**TASK ITEM**. Type the entries out again exactly as they read, but leave every picture behind.

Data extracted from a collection
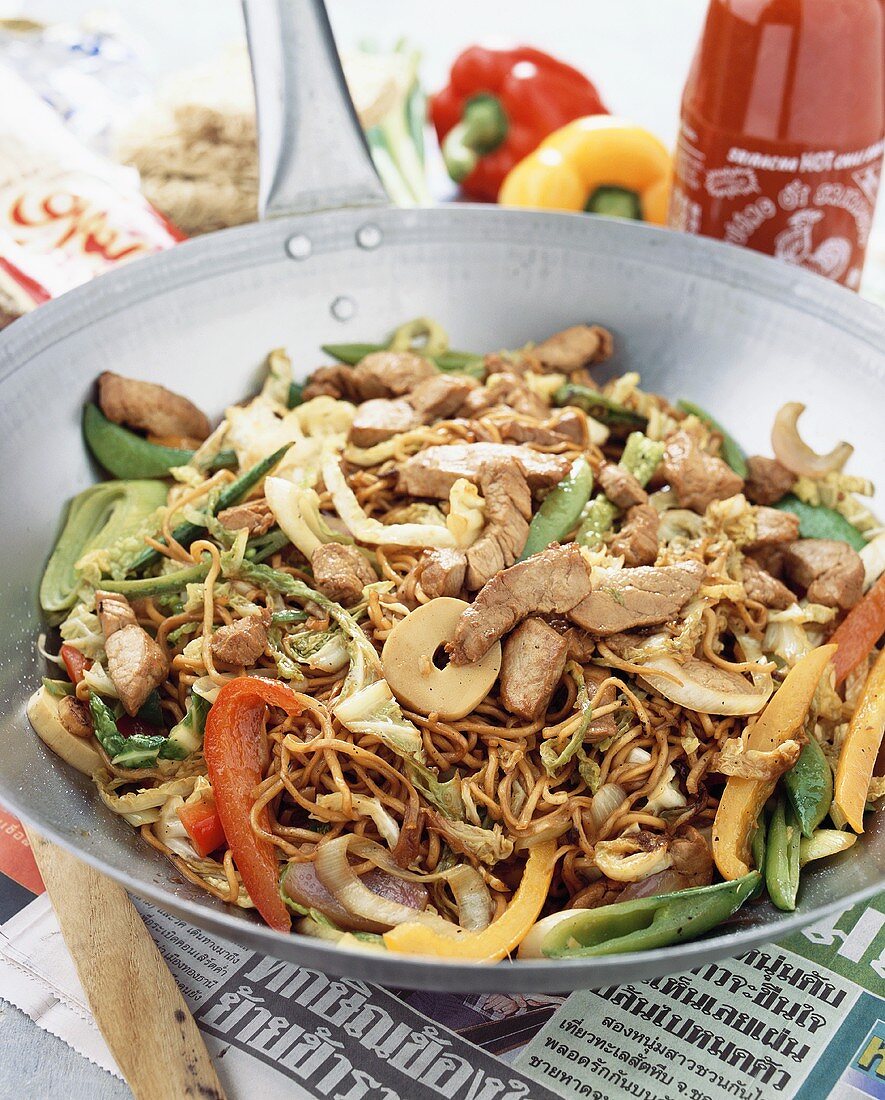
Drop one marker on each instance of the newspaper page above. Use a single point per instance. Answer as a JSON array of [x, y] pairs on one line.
[[805, 1019]]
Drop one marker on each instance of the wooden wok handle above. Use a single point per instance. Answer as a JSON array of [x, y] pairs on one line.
[[137, 1007]]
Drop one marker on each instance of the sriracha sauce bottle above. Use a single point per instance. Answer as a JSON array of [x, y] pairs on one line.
[[782, 130]]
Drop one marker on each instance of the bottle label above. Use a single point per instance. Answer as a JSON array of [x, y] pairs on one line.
[[812, 208]]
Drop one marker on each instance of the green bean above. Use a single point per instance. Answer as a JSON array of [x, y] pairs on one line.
[[561, 509]]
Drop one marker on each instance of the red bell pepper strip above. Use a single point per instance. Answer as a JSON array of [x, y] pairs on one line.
[[203, 826], [75, 662], [860, 630], [234, 750], [498, 107]]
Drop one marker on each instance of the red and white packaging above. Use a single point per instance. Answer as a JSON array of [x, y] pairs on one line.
[[66, 215]]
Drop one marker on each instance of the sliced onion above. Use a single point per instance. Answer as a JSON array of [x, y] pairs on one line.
[[475, 906], [701, 686], [340, 879], [605, 802], [794, 453]]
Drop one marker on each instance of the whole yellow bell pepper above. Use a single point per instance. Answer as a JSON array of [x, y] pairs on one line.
[[600, 164], [501, 936]]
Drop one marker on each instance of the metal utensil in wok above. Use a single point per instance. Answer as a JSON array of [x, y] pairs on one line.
[[332, 262]]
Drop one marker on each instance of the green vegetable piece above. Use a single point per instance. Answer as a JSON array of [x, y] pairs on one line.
[[598, 406], [352, 353], [231, 494], [186, 736], [782, 857], [561, 509], [125, 454], [98, 517], [809, 787], [164, 585], [648, 923], [818, 521], [731, 450]]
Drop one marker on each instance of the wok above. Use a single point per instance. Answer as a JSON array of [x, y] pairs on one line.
[[732, 330]]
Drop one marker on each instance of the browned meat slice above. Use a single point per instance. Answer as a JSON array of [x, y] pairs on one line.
[[240, 644], [766, 480], [548, 583], [508, 512], [341, 572], [620, 486], [697, 477], [254, 515], [150, 407], [574, 348], [113, 613], [390, 373], [765, 589], [433, 471], [441, 572], [136, 664], [379, 418], [74, 715], [774, 526], [830, 571], [637, 540], [440, 397], [532, 661], [628, 598]]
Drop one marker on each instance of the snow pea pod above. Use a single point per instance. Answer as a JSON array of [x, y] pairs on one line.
[[731, 450], [818, 521], [648, 923], [782, 857], [561, 509], [809, 787], [186, 532]]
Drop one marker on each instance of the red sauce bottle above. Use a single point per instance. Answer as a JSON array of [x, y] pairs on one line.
[[783, 118]]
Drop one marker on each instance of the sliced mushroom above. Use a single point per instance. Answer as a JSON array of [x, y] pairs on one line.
[[417, 667]]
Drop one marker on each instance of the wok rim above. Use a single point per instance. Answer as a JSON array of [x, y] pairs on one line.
[[239, 248]]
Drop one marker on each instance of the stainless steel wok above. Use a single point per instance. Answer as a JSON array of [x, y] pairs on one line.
[[734, 331]]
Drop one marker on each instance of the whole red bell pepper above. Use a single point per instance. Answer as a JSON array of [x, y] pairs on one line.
[[235, 756], [498, 107]]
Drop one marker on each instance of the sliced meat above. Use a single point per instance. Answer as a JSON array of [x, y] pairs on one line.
[[627, 598], [113, 613], [390, 373], [548, 583], [433, 471], [697, 477], [508, 513], [136, 664], [150, 407], [440, 397], [831, 572], [240, 644], [532, 662], [74, 715], [766, 480], [379, 418], [765, 589], [574, 348], [620, 486], [441, 572], [637, 540], [254, 515], [774, 526], [341, 572]]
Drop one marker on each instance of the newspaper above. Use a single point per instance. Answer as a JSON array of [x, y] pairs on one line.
[[805, 1019]]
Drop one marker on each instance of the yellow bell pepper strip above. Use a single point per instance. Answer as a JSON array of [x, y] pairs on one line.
[[742, 799], [860, 749], [501, 936], [599, 164]]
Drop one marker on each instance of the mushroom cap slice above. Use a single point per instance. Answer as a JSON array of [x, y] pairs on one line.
[[420, 683]]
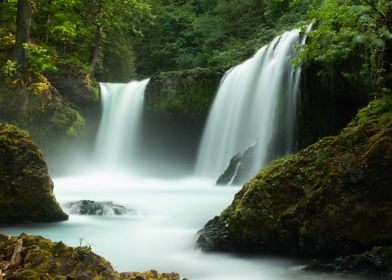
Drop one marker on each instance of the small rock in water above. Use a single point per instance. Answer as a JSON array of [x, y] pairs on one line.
[[90, 207]]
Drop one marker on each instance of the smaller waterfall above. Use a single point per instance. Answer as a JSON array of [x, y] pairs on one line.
[[255, 106], [119, 130]]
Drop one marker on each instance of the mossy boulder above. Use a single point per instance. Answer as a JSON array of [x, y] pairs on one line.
[[41, 258], [183, 94], [26, 190], [78, 87], [38, 107], [34, 257], [373, 263], [333, 198]]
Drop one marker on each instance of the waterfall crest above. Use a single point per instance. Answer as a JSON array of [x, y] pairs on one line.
[[255, 106], [119, 130]]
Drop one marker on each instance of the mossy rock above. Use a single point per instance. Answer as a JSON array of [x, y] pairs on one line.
[[39, 108], [184, 94], [333, 198], [26, 190], [40, 258], [44, 259], [370, 264]]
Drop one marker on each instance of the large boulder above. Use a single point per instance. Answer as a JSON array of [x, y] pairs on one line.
[[186, 94], [26, 190], [240, 169], [98, 208], [34, 257], [333, 198]]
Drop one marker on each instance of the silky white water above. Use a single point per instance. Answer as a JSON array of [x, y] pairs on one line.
[[162, 233], [118, 136], [248, 108]]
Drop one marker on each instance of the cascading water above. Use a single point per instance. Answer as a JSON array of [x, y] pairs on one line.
[[256, 102], [119, 130]]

**ANSWER TO THIS TASK**.
Drop one marker on each instance of the newspaper page above. Use a single point per instance. Answer as a JSON array of [x, y] pairs on one line.
[[805, 1019]]
Drop one marker on each instance of the wooden wok handle above. Use a single point per instance. Answer as a JSON array of [x, y] pairs on one line.
[[137, 1007]]
Drop one marker on each instance of the sriracha sauce bottle above. Use a single point per instance. Answer as a JSON array of [x, y] pairs on one line.
[[782, 130]]
Drop one marker on each instance of the bottle label above. Use a single point per instance. Answer as a JSON array of [x, y] pairs on one line.
[[812, 208]]
Drop one marker on each instance of the green bean above. Use a single point per instance. Answer as a JSON array of [x, y] pairs on one line.
[[561, 509]]
Drop one marker on each instance of the red bell pepper strip above. Use a single point per instance. Answer as a JSON array of [x, y] pairs on one line.
[[203, 826], [75, 662], [860, 630], [234, 750], [498, 107]]
Drop one marker on each instance of the red and white packaging above. Use a single point per instance. Answer as a JSON array of [x, y] pairs on one line.
[[66, 215]]
Drop one marker on each instance of the sliced onion above. Use a single point per instance. Answer as a JSON array of [x, y] pairs on one line.
[[475, 906], [701, 686], [340, 879], [605, 802], [794, 453]]
Drop one marker on each instance of the whole yellow bell pepper above. Use a single point per instance. Answer as a JSON array of [x, y] pairs on one line.
[[600, 164], [501, 936]]
Drop one marker on each instance of the metal utensil in wok above. Use a single point per instance. Answer as a JSON array of [x, y] pairs on one line.
[[332, 262]]
Drop one marker on each instance of the green vegetable piece above. Use a single point per instance. Answer as a JSON array of [x, y] pairs on one line.
[[598, 406], [352, 353], [231, 494], [186, 736], [782, 857], [561, 509], [125, 454], [98, 517], [809, 787], [164, 585], [648, 923], [818, 521], [731, 450]]
Drop one marker on each instance of the wok above. Use a single point per instance. Answer as a JSON array of [x, y] pairs on one line.
[[732, 330]]
Drop one marker on each instance of the browned meat slice above. Use a single point per instance. Answer as a JSON array of [x, y] pairs on one line.
[[240, 644], [766, 480], [548, 583], [508, 512], [341, 572], [620, 486], [697, 477], [254, 515], [150, 407], [574, 348], [113, 613], [390, 373], [765, 589], [433, 471], [441, 572], [136, 664], [379, 418], [74, 715], [774, 526], [830, 571], [637, 540], [440, 397], [532, 661], [628, 598]]
Drop one marker on each instance of the snow pea pod above. Use a single point per instance. Answer as a JSON array of [x, y] pairs on one line.
[[731, 450], [818, 521], [648, 923], [782, 857], [561, 509], [809, 787], [186, 532]]
Drop one marker on each instance of the red sauce bottle above. Use a single point per instance. Answer as a JSON array of [x, y] pairs on one line.
[[783, 118]]
Drop one marker on each instance of the sliced mushroom above. Use a single point per instance. Answer as a JSON array of [x, y] pairs on one line.
[[417, 667]]
Drop one marker on each instance of the wok rim above. Use a single point per instance. Answer as a JSON array of [x, y] pairs on one line.
[[239, 248]]
Drop one marker on each instance of the stainless steel wok above. Use a single point per instance. Answer as a JSON array of [x, y] pairs on one line.
[[734, 331]]
Drop one marker on each instance of the whole red bell pepper above. Use a single point per instance. Answer as a JSON array of [x, y] pairs on one line.
[[235, 756], [498, 107]]
Drop one marker on each instance of the sliced meat above. Use a single point per instance. Answer as a JSON array of [x, y] pairs on one line.
[[627, 598], [113, 613], [390, 373], [548, 583], [433, 471], [697, 477], [508, 513], [136, 664], [150, 407], [440, 397], [831, 572], [240, 644], [532, 662], [74, 715], [766, 480], [379, 418], [765, 589], [574, 348], [620, 486], [441, 572], [637, 540], [254, 515], [774, 526], [341, 572]]
Drop one marker on each instance of the newspaper above. Use a single point per instance. Answer as a JSON array of [x, y] pairs on one line.
[[805, 1019]]
Drop one marker on each instance of the yellow bell pepper strip above. Use a single point per instance. Answer as a JSON array of [x, y] pairs on one line.
[[742, 799], [860, 749], [501, 936], [599, 164]]
Drop one marker on each instance of the mushroom cap slice above. Use a single point per instance. Answer as a JSON array of [x, y] pairs on one line.
[[420, 683]]
Drop one marker on each instance of the small rock in water above. Use a single point per instance. Answer as a JSON array of [x, y] pairs on one line.
[[90, 207]]
Drop one marker on each instance of the smaller waterfall above. Use a single point per instance. Answer as a JSON array of [x, y] pairs on one line.
[[255, 106], [119, 130]]
Drop one marker on each instance of the mossy boulder above. Use a single point per instance. Answer as a JSON array of [x, y] pairs on one line.
[[41, 258], [183, 94], [26, 190], [78, 87], [38, 107], [34, 257], [373, 263], [333, 198]]
Drop one marker on each instance of the waterfall crest above. Use a single point per instance. Answer as a JSON array of [x, y] pairs on one line.
[[255, 106], [119, 130]]
Drop one marker on each instance of the mossy rock above. Use a single point per instance. Answer as a JSON array of [x, y] pairs on one line.
[[39, 108], [184, 94], [333, 198], [26, 190], [40, 258], [44, 259], [370, 264]]
Drop one marker on each instance of the large boulder above. Use a single point per instance. Answer as a JSON array of [x, y] pairs on one line.
[[186, 94], [26, 190], [240, 169], [98, 208], [34, 257], [333, 198]]
Drop one marker on each instance of the silky white water above. Use a single point per instance. Answer as a JSON array of [x, y] pairs on one line.
[[162, 233], [118, 136], [248, 108]]
Drop one marker on each instance of the cascading water above. Use a single point per instance. Answer as a JSON array of [x, y] pairs on one line.
[[256, 102], [119, 130]]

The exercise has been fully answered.